(Records for placing points)
------------------------

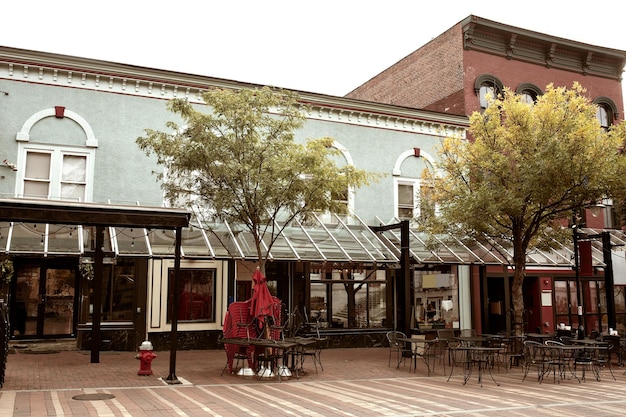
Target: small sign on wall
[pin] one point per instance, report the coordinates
(546, 298)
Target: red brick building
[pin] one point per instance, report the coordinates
(448, 73)
(452, 74)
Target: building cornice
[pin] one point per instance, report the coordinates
(553, 52)
(96, 75)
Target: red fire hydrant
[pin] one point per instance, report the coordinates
(145, 356)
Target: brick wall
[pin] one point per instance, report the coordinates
(431, 74)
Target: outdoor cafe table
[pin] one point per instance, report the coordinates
(282, 346)
(420, 348)
(560, 358)
(472, 340)
(540, 337)
(298, 350)
(479, 356)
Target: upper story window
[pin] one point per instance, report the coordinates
(56, 173)
(606, 111)
(487, 86)
(406, 200)
(412, 198)
(528, 92)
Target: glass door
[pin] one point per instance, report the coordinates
(43, 300)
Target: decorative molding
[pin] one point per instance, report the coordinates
(552, 52)
(57, 70)
(24, 134)
(410, 153)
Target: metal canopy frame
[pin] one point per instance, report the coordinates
(102, 215)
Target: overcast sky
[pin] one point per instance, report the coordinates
(322, 46)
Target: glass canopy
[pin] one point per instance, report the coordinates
(331, 238)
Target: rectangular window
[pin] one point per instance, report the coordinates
(406, 200)
(436, 298)
(348, 298)
(37, 174)
(197, 289)
(74, 177)
(118, 293)
(55, 173)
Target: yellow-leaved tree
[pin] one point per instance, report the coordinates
(524, 171)
(236, 158)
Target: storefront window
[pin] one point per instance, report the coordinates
(436, 298)
(118, 289)
(620, 309)
(348, 297)
(197, 287)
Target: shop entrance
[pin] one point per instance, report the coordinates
(43, 301)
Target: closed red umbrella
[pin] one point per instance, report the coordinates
(263, 304)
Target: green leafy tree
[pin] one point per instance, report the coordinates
(237, 159)
(525, 170)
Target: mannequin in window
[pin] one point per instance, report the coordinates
(430, 312)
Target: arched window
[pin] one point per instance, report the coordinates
(528, 92)
(606, 111)
(486, 86)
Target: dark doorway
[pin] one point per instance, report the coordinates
(532, 305)
(496, 307)
(43, 302)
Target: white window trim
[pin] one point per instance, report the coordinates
(415, 182)
(57, 153)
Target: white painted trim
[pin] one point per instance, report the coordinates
(24, 134)
(397, 171)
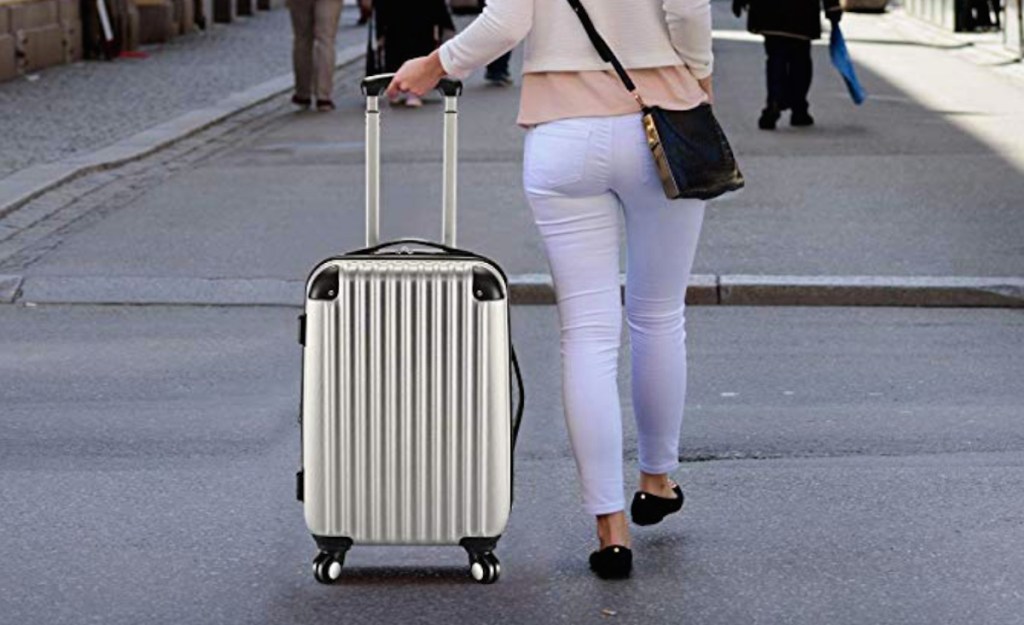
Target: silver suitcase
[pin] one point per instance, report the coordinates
(408, 427)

------------------------

- Exercise requirements -
Write out again every line from the one that contains "Target: white window trim" through the final line of the records, requests included, and add 83 to each coordinate number in the answers. Leave the pictures out.

- Answer for this exercise -
Target: white window trim
[pin] one point per instance, report the coordinates
(498, 265)
(140, 236)
Target: white painted trim
[pin] one point per instance, report the coordinates
(107, 217)
(480, 254)
Target: silver suitcase
[pin] one point per instance, report the coordinates
(491, 510)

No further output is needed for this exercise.